EXERCISE MATERIALS START

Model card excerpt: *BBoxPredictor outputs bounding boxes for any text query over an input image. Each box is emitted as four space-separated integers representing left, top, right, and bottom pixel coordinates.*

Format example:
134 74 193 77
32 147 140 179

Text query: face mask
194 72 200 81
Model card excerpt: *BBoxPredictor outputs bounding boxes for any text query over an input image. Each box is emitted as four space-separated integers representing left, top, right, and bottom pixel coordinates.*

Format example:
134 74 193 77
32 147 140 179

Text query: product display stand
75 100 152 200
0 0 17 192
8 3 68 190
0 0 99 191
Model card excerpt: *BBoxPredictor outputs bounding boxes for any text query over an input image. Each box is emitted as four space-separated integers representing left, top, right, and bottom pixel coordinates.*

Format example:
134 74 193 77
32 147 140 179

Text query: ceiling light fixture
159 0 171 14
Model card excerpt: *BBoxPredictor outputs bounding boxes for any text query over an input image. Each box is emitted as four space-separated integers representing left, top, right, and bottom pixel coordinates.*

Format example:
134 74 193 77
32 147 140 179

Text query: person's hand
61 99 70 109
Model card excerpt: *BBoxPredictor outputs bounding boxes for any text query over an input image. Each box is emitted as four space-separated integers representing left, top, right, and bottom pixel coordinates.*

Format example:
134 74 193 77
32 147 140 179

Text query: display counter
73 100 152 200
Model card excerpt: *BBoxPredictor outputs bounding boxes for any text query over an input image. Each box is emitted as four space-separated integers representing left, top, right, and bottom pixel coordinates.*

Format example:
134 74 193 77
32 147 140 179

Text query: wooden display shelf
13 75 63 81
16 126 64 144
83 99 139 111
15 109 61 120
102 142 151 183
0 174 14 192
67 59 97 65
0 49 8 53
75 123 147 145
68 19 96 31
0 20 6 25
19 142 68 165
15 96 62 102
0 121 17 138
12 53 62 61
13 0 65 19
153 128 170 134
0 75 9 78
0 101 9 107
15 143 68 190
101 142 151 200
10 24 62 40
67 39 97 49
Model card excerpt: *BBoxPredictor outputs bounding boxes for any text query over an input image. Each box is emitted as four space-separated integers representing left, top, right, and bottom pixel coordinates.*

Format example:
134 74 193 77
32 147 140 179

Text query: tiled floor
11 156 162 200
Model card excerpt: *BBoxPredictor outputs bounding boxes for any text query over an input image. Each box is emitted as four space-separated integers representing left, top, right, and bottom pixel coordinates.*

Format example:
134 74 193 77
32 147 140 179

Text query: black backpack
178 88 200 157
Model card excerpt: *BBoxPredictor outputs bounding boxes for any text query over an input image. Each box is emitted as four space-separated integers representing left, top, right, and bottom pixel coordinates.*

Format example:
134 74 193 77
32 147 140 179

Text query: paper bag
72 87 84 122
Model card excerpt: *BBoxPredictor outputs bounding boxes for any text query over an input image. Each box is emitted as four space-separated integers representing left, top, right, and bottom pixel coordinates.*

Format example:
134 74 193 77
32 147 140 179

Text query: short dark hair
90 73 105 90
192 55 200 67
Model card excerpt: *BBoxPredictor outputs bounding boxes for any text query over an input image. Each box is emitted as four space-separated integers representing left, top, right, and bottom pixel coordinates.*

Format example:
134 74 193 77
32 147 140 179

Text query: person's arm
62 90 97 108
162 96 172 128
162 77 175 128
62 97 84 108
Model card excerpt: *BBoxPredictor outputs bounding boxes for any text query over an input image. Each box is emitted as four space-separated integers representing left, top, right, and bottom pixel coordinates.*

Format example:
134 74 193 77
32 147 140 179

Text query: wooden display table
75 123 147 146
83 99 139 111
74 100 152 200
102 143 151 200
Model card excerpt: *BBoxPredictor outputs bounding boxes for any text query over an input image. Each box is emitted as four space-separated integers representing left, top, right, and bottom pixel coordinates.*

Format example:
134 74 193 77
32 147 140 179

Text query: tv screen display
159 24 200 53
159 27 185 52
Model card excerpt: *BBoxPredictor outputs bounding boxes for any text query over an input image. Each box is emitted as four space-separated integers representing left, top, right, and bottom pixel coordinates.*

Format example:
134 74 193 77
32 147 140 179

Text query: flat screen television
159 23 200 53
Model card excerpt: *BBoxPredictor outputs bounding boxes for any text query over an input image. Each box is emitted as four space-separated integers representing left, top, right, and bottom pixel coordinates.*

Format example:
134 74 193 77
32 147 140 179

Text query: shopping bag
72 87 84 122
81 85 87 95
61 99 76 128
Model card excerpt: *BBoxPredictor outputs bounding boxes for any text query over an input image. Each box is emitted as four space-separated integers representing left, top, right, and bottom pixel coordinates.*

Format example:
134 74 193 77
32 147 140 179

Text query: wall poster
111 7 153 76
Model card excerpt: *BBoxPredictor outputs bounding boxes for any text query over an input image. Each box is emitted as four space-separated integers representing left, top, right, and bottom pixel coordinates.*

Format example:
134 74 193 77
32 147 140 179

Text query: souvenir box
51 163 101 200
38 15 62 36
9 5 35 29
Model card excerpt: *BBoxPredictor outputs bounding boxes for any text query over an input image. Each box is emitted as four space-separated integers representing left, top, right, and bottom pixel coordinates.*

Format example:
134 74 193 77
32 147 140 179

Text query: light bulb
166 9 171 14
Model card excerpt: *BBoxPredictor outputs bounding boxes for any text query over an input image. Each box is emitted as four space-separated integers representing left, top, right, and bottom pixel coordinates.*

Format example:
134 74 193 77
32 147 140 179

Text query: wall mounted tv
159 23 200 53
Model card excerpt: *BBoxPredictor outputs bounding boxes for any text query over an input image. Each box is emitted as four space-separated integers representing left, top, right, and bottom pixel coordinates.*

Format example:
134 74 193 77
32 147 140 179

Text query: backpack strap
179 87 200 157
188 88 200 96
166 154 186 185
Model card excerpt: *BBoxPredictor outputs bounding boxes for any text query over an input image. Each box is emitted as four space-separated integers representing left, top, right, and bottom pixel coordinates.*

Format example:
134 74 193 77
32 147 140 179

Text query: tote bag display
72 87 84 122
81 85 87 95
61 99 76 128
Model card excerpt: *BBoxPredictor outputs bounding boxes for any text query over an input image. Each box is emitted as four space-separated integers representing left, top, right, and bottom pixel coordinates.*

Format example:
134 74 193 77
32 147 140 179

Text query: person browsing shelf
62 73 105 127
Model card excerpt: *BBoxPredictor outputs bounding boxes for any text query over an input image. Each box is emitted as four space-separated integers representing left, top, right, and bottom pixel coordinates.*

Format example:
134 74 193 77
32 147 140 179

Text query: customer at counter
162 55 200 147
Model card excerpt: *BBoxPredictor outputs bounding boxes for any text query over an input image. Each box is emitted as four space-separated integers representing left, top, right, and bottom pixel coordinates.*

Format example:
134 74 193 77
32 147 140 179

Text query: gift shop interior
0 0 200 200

EXERCISE MATERIALS END

With no alteration of any kind, give the data again in full.

Model card excerpt: *BBoxPredictor outputs bounding boxes for any text query over an input image. Each box is emitted as four space-separated integers representing left, top, right, and bottom pixel coordinates.*

Format example:
134 74 193 77
32 147 140 179

Text query: face mask
194 72 200 81
Model card excerpt: *BBoxPredictor outputs bounding boxes for any text query over an input image. Each box is emitted as four space-separated integers representing left, top, right, and bottom pixel coordinates.*

Format example:
134 74 193 77
32 147 140 179

Text query: product display stand
75 100 152 200
0 0 17 192
8 3 68 190
0 0 99 191
Model card excerpt: *BBoxPredictor outputs bounding boxes for any text query over an input image. Each box is emitted as four space-separated integers representing left, top, right, and bottom pixel coordinates.*

Format example:
134 74 193 77
32 147 140 179

Text query: ceiling light fixture
159 0 171 14
Model card excerpt: *BBoxPredictor outputs bounding boxes for any text query over an input image. Each box is emitted as four space-separated integers representing left, top, right, and bottom pixel coordinates.*

Format example:
134 74 193 77
32 147 140 179

Text query: person's hand
61 99 70 109
Model card excerpt: *BBoxPredictor outputs bounding boxes for any text query over an input image. Each box is emitted as four space-separated integers representing left, top, right, and bottom pixel coordinates.*

Format example:
134 74 193 77
32 147 140 179

Text query: display counter
73 100 152 200
Model card excerpt: *BBoxPredictor outputs bounding boxes for any text query over an input image. Each box is emitted as four space-separated integers representing left, top, right, and bottom pixel coordinates.*

Format example:
134 74 193 77
32 147 140 179

Text query: wooden display shelf
13 75 63 81
16 126 64 144
83 99 139 111
15 109 61 120
102 142 151 183
0 174 14 192
67 59 97 65
0 49 8 53
75 123 147 145
68 19 96 31
0 20 6 25
19 142 68 165
15 96 62 102
0 121 17 138
12 53 62 61
13 0 65 19
153 128 170 134
0 75 9 78
0 101 9 107
15 143 68 190
101 142 151 200
10 24 62 40
67 39 97 49
Model card excerpt: *BBoxPredictor outputs bounding boxes for any text query over an input image. Each box is emitted as four space-separated integers representing left, top, right, and bottom pixel coordinates.*

Format example:
134 74 193 77
32 147 140 179

Text query: tiled floor
11 156 162 200
Model card excerpt: *BBoxPredictor outputs bounding boxes for any text query over an input image. Each box is emitted as four space-separated integers representing left, top, right, and bottom pixel coordinates.*

Format example:
134 74 193 77
32 147 140 179

Text query: black backpack
178 88 200 157
Model card excerpt: *BBoxPredictor outputs bounding boxes for any text query over an input image. Each box is emitted as four space-separated integers representing left, top, right, and bottom pixel coordinates.*

Format example:
134 74 193 77
32 147 140 179

Text query: paper bag
72 87 84 122
Model card excerpt: *BBoxPredictor outputs bounding boxes for any text query over an input image. Each box is emitted as four space-separated integers representing left, top, right, and bottom pixel coordinates.*

Format example:
134 74 193 77
32 147 140 179

Text query: short dark hair
90 73 105 90
192 55 200 67
Model card excerpt: *BBoxPredictor outputs bounding boxes for any text query over an input image. Each box is emitted as four space-separated integers representing left, top, right, and bottom pixel coordinates.*

Format example:
134 74 193 77
32 147 140 179

Text query: person's arm
62 90 97 108
162 96 172 128
162 77 175 128
62 97 84 108
Model card excerpt: *BBoxPredictor outputs bounding boxes for any text query over an input image. Each box is emitted as four space-separated integers representing left, top, right, and bottom pixel coordinates.*

Format example:
134 74 193 77
32 147 140 179

Text query: wooden display table
75 123 147 146
83 99 139 111
74 100 152 200
102 143 151 200
Model card excerpt: *BBoxPredictor outputs bounding boxes for any text query over an input image. Each box is emitted as four space-separated integers representing left, top, right, and bottom pixel coordinates.*

Format example:
134 74 193 77
32 147 140 179

Text query: tv screen display
159 24 200 53
159 27 185 52
Model card excerpt: *BBoxPredictor outputs bounding boxes for any text query over an input image. Each box is emitted as four space-separated integers representing left, top, right, and bottom pixel coordinates.*

Format example:
134 74 193 77
32 147 140 179

Text query: flat screen television
159 23 200 53
Model card excerpt: *BBoxPredictor outputs bounding boxes for any text query over an input image. Each box is emitted as four space-separated integers representing left, top, right, and bottom pixel coordinates.*

Format example:
134 74 193 77
32 147 140 179

Text query: shopping bag
72 87 84 122
81 85 87 95
61 99 76 128
Model card excerpt: *BBoxPredictor outputs bounding boxes for any text query over an input image. Each box is emitted as four space-separated integers representing left, top, right, and bottom pixel coordinates.*

Format example:
134 74 193 77
32 147 140 179

Text query: wall poster
111 7 153 76
Model card excerpt: *BBoxPredictor outputs bounding boxes for any text query over an input image. Each box is emitted as four space-separated integers representing left, top, right, and bottom pixel coordinates.*

Format example:
134 74 193 77
32 147 140 179

Text query: souvenir box
51 163 101 200
38 15 62 36
9 5 35 29
Model card excerpt: *BBoxPredictor outputs bounding boxes for any text query over an input image. Each box is emitted as four space-separated integers representing left, top, right, and bottom pixel coordinates.*

Format example:
134 74 193 77
32 147 140 179

Text query: light bulb
166 9 171 14
Model card excerpt: *BBoxPredictor outputs bounding boxes for any text query over an input image. Each box is emitted as four space-separated integers representing left, top, right, and bottom pixel coordinates.*

Format example:
134 74 193 77
32 147 140 179

Text query: wall mounted tv
159 23 200 53
Model card excerpt: *BBoxPredictor outputs bounding boxes for any text query over an input image. Each box is emitted as four space-separated integers representing left, top, right, and bottom pixel coordinates.*

Format example:
134 74 193 77
32 147 140 179

Text query: backpack strap
179 87 200 157
188 88 200 96
166 154 186 185
Model card excerpt: *BBoxPredictor outputs bounding boxes for any text query over an input image. Each box is emitted as four space-separated integers representing left, top, right, and bottom pixel coordinates.*

Format example:
134 74 193 77
32 147 140 179

Text query: tote bag display
72 87 84 122
81 85 87 95
61 99 76 128
Model card excerpt: *BBoxPredictor outputs bounding boxes for any text query over an input image. Each box is emitted as four space-separated integers representing left, top, right, and bottom pixel coordinates.*

Format example:
134 74 193 77
32 147 140 179

Text query: person browsing shelf
62 73 105 127
Model card excerpt: *BBoxPredictor outputs bounding boxes for any text query over an input image. Each box is emitted as four space-separated integers representing left, top, right, and bottom pixel coordinates.*

Format example:
134 74 193 77
32 147 140 179

Text query: customer at counter
162 55 200 147
Model card excerpt: *BBoxPredictor outputs bounding boxes for any text query over an input image. Each box is emitted as four space-separated integers representing left, top, right, and bottom pixel coordinates.*

Format example:
134 74 193 77
32 147 140 179

Text query: gift shop interior
0 0 200 200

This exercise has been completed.